**TUGAS:** Salin persis bagian dari berita tentang pencabutan status pandemi Covid-19 di bawah ini. Mulailah pada kata-kata yang memuat "Nasional | Kamis, 22" dan berhentilah setelah "pandemi menjadi endemi.".

**BACAAN UNTUK DITELAAH:**
───

Jokowi Cabut Status Pandemi Covid-19

Nasional | Kamis, 22 Juni 2023 - 11:30 WIB

Jokowi Cabut Status Pandemi Covid-19
Jokowi (ISTIMEWA)

JAKARTA (RIAUPOS.CO) - Presiden Jokowi mengumumkan bahwa pemerintah secara resmi mencabut status pandemi Covid-19 di Indonesia, kemarin.

Selanjutnya, mulai kemarin Indonesia dinyatakan telah beralih dari masa pandemi menjadi endemi.


“Setelah tiga tahun lebihkita berjuang bersama menghadapi Pandemi Covid-19, sejak hari ini, Rabu, 21 Juni 2023, pemerintah memutuskan untuk mencabut status pandemi dan kita mulai memasuki masa endemi,” ujarnya.

Menurut Presiden keputusan tersebut diambil setelah mempertimbangkan angka konfirmasi harian kasus Covid-19 di Indonesia mendekati nihil. Lebih lanjut, Kepala Negara menjelaskan hasil sero survei yang telah dilakukan menunjukkan bahwa 99 persen masyarakat Indonesia sudah memiliki antibodi Covid-19. “WHO juga telah mencabut status public health emergency of international concern,” lanjutnya.

Meski demikian, Mantan Gubernur DKI Jakarta mengimbau masyarakat untuk tetap berhati-hati dan terus menjalankan perilaku hidup sehat dan bersih. Jokowi turut berharap keputusan tersebut dapat memberikan dampak positif bagi perkembangan ekonomi nasional.

Mantan Dirjen Pengendalian Penyakit Kemenkes Tjandra Yoga Aditama ikut merespon keputusan pemerintah soal endemi Covid-19. Dia mengatakan keputusan tersebut wajar diambil pemerintah Indonesia. Diantara pertimbangannya, kasus dan angka kematian akibat Covid-19 sudah sangat rendah dan terus menurun dari waktu ke waktu.

Di sisi lain dia mengatakan istilah pencabutan pandemi tidak terlalu tepat. Karena selama ini pemerintah Indonesia sama sekali tidak pernah menetapkan status pandemi. Status pandemi itu diputuskan WHO.  “Jadi tentu baiknya istilahnya kini tidak perlu disebut pandemi dicabut. Bisa disebut sudah endemi, bisa juga disebut bahwa kedaruratan kesehatan masyarakat sudah teratasi,” jelasnya.

Tjandra juga menyampaikan perlu ditekankan ke masyarakat, bahwa endemi bukan berarti penyakit sudah tidak ada. Endemi justru menunjukkan bahwa penyakit masih ada. Meskipun sudah tidak setinggi puncaknya di 2020 dan 2021 lalu.

“Tegasnya virus SARS CoV2 penyebab Covid-19 masih ada,” katanya. Kemudian pasiennya juga masih akan tetap ada. Termasuk pasien yang sampai dirawat di RS juga akan tetap ada. Bahkan pada kondisi tertentu, pasien Covid-19 yang meninggal masih akan tetap ada. Sama seperti pada kasus penyakit menular lainnya, yang sudah lebih dulu menjangkiti Indonesia.

───

**DATA MENTAH:**
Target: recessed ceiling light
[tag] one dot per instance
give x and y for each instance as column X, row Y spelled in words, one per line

───

**JAWABAN:**
Nasional | Kamis, 22 Juni 2023 - 11:30 WIB

Jokowi Cabut Status Pandemi Covid-19
Jokowi (ISTIMEWA)

JAKARTA (RIAUPOS.CO) - Presiden Jokowi mengumumkan bahwa pemerintah secara resmi mencabut status pandemi Covid-19 di Indonesia, kemarin.

Selanjutnya, mulai kemarin Indonesia dinyatakan telah beralih dari masa pandemi menjadi endemi.